■ **选文**
::::::::::

思路就是先让小L选一行，因为小Q要使得分最小所以枚举L2-R2的最小值（一行），接着再枚举L1-R1的每行最小值中的最大值

#include <bits/stdc++.h>
using namespace std;
long long min(long long A[], long long B[], long long l1, long long r1, long long l2, long long r2) {
	long long max = A[l1] * B[l2];
	if(l1 == r1) {
		for(long long j = l2; j <= r2;j++) {
			if(A[l1] * B[j] < max) {
				max = A[l1] * B[j];
			}
		}
	}
	else if(l2 == r2) {
		for(long long i = l1;i <= r1;i++) {
			if(A[i] * B[l2] > max) {
				max = A[i] * B[l2];
			}
		}
	}
	else {
	for(long long i = l1; i <= r1;i++) {
		long long min = A[i] * B[l2];
		for(long long j = l2; j <= r2;j++) {
			if(A[i] * B[j] < min) {
				min = A[i] * B[j];
			}
		}
		if(i == l1) {
			max = min;
		}
		if(min > max)
			max = min;
	}
	}
	return max;
}

int main() {
	freopen("game.in", "r", stdin);
	freopen("game.out", "w", stdout);
	long long n, m, q;
	cin>>n>>m>>q;
	long long A[n + 1];
	long long B[m + 1];
	for(long long i = 1;i <= n;i++) {
		cin>>A[i];
	}
	for(long long j = 1;j <= m;j++) {
		cin>>B[j];
	}
	for(long long i = 0;i < q;i++) {
		long long l1, r1, l2, r2;
		cin>>l1>>r1>>l2>>r2;
		cout<<min(A, B, l1, r1, l2, r2)<<endl;
	}
	return 0;
}

不会st表，不会线段树，想从正负性方面优化，不知道可不可以

::::::::::

■ **练习要求**
- A) 根据选文回答下列问题：
(i) 程序从哪个文件读取输入？
(ii) 作者说自己不会哪两种数据结构？
(iii) 作者打算从哪个方面进行优化？
- B) 根据选文，说明小L选定一行之后，为什么要在L2到R2范围内取最小值。

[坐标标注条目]
::::::::::

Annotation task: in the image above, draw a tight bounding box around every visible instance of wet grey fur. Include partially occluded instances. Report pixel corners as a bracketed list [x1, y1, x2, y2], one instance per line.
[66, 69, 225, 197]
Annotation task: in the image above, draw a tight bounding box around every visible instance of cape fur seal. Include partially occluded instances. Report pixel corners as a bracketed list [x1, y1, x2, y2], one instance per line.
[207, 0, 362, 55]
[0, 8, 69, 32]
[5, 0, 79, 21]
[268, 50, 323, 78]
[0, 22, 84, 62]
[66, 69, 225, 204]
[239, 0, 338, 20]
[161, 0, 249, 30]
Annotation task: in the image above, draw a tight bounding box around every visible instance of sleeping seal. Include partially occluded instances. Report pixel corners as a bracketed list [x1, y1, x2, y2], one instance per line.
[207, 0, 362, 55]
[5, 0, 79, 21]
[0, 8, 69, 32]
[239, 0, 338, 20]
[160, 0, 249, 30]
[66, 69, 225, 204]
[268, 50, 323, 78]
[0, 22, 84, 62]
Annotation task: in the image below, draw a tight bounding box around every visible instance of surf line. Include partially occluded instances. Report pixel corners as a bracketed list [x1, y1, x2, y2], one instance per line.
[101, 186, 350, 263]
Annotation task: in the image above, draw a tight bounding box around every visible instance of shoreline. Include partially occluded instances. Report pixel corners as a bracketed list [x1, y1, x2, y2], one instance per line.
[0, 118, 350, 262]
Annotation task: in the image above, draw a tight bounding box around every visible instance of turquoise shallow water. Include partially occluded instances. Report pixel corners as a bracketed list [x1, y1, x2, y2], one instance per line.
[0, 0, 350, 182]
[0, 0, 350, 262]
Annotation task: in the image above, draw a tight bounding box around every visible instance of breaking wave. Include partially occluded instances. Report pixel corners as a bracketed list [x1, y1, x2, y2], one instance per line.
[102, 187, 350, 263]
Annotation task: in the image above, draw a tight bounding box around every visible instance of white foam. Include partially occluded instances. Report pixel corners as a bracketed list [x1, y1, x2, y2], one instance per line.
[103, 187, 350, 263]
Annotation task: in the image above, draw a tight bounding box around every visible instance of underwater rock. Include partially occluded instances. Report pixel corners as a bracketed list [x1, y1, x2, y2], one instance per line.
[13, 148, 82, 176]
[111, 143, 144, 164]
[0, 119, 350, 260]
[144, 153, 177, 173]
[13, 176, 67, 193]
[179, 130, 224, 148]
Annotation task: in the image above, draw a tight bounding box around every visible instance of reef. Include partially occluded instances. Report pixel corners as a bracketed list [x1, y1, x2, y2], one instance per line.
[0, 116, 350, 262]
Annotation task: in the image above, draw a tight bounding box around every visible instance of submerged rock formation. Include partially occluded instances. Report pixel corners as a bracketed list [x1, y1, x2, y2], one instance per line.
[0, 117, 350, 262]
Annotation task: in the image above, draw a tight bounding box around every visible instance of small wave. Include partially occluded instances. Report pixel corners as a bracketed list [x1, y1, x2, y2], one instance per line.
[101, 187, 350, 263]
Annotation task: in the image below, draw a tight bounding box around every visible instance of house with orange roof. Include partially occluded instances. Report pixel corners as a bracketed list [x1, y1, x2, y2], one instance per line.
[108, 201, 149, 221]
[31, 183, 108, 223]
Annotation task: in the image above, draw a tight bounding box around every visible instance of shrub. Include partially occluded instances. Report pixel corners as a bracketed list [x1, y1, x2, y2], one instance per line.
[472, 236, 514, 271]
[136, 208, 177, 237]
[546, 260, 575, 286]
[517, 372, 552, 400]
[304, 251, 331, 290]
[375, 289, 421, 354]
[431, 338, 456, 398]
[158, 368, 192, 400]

::::::::::

■ **逐题答案**
- A)
(i) game.in
(ii) st表和线段树
(iii) 正负性方面

- B) 因为小Q要使得分最小，所以小L选定一行后，要在L2到R2的范围内枚举并取最小值。